(Rows from a dataset)
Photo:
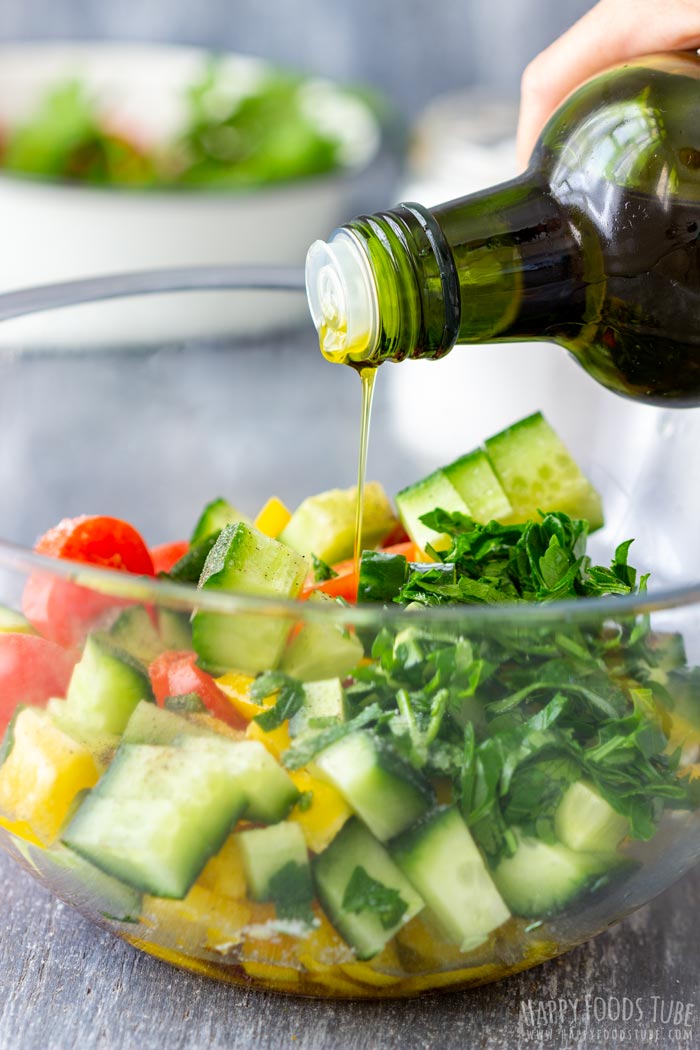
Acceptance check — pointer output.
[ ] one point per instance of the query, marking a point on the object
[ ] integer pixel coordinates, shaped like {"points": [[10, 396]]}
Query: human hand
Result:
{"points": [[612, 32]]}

==

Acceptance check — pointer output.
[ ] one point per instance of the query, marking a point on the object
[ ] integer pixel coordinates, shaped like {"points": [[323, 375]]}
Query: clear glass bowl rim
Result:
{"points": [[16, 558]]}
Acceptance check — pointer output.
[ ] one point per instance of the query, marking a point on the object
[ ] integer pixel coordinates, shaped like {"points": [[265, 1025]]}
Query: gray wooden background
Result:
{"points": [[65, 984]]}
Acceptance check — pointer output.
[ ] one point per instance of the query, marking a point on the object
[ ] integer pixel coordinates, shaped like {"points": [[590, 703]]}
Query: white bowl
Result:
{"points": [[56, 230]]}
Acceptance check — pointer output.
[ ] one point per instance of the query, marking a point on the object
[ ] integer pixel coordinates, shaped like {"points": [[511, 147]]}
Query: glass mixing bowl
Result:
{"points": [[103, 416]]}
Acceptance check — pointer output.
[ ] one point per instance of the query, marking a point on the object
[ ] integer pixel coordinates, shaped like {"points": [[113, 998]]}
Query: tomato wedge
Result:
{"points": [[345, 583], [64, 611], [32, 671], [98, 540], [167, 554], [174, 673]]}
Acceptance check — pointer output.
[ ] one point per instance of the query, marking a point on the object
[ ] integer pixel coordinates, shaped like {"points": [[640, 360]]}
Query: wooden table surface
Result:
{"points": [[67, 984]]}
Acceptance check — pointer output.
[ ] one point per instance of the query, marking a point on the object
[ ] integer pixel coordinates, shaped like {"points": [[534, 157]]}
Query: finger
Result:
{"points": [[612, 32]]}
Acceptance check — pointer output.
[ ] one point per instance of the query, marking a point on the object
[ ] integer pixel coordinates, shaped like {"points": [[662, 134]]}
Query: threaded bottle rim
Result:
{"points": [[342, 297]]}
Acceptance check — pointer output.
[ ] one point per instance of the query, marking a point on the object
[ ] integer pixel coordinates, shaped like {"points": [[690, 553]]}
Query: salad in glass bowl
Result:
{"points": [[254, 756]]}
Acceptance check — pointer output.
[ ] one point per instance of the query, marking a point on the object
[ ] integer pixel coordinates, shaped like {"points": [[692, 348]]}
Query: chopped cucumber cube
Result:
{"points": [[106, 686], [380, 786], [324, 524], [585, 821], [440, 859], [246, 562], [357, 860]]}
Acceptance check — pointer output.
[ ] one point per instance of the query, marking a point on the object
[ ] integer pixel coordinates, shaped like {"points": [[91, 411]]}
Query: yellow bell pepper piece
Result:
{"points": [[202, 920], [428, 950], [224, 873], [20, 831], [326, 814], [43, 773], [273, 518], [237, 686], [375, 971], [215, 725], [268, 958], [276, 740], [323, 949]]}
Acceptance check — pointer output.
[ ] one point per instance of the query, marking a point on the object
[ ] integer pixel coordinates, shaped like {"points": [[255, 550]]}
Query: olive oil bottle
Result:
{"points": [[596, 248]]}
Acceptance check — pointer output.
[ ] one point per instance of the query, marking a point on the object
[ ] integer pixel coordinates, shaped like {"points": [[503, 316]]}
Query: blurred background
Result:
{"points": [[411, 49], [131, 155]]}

==

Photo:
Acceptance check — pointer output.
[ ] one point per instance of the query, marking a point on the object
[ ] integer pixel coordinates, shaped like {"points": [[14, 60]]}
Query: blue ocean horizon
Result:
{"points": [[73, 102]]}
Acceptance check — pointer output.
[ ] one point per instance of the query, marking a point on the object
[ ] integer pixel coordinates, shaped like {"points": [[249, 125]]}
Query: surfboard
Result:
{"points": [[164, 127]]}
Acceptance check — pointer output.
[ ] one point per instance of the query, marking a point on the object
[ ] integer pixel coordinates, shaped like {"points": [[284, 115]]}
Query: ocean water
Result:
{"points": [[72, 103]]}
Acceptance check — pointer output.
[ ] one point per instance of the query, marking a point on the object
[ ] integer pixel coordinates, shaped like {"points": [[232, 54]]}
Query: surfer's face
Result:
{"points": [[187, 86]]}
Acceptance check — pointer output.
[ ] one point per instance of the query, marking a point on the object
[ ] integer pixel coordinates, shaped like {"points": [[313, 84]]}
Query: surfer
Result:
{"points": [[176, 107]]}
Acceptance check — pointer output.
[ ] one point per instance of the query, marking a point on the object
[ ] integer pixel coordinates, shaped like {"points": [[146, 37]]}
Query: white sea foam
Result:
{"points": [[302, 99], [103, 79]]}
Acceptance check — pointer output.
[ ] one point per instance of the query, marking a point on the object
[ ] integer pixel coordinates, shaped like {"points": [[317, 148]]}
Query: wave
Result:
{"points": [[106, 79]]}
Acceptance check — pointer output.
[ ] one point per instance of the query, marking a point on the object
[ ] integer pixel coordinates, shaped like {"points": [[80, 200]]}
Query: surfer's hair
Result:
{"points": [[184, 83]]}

▸ **SET PROBLEM**:
Tally the lines above that contain the word "glass", and give only the number.

▸ **WRITTEN ANSWER**:
3